Present every line of the records below as a numbered list, leaving out any blank lines.

── Supplied information

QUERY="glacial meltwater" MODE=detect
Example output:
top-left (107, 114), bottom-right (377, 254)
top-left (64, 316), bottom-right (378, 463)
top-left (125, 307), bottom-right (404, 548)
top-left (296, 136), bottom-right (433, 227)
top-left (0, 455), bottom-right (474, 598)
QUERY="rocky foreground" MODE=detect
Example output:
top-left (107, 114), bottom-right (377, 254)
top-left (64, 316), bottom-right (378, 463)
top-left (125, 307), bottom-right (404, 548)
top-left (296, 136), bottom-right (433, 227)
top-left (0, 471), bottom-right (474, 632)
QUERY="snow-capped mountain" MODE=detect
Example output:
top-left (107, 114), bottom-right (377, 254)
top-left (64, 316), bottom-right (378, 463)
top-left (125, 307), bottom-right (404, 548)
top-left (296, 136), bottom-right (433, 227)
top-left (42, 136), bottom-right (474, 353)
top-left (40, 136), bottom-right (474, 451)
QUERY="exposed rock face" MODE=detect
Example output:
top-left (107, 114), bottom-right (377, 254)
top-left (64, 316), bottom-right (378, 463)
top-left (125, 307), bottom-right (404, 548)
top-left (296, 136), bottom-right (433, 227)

────

__Result of this task__:
1. QUERY="glacial meltwater" MODE=detect
2. Example output:
3. top-left (107, 114), bottom-right (377, 254)
4. top-left (64, 316), bottom-right (378, 463)
5. top-left (125, 307), bottom-right (404, 548)
6. top-left (296, 136), bottom-right (433, 227)
7. top-left (0, 455), bottom-right (474, 598)
8. QUERY="rocky foreground" MODE=detect
9. Example output:
10. top-left (107, 114), bottom-right (377, 254)
11. top-left (64, 316), bottom-right (378, 463)
12. top-left (125, 307), bottom-right (404, 548)
13. top-left (296, 136), bottom-right (433, 227)
14. top-left (0, 471), bottom-right (474, 632)
15. QUERY="snow-capped mountain" MODE=detect
16. Example output:
17. top-left (107, 114), bottom-right (377, 254)
18. top-left (64, 316), bottom-right (378, 463)
19. top-left (125, 307), bottom-right (404, 548)
20. top-left (296, 136), bottom-right (433, 227)
21. top-left (42, 136), bottom-right (474, 353)
22. top-left (40, 136), bottom-right (474, 451)
23. QUERY="exposed rock face" MODE=detect
24. Example output:
25. top-left (107, 114), bottom-right (377, 254)
26. top-left (64, 316), bottom-right (378, 463)
27. top-left (125, 307), bottom-right (404, 548)
28. top-left (296, 136), bottom-right (433, 227)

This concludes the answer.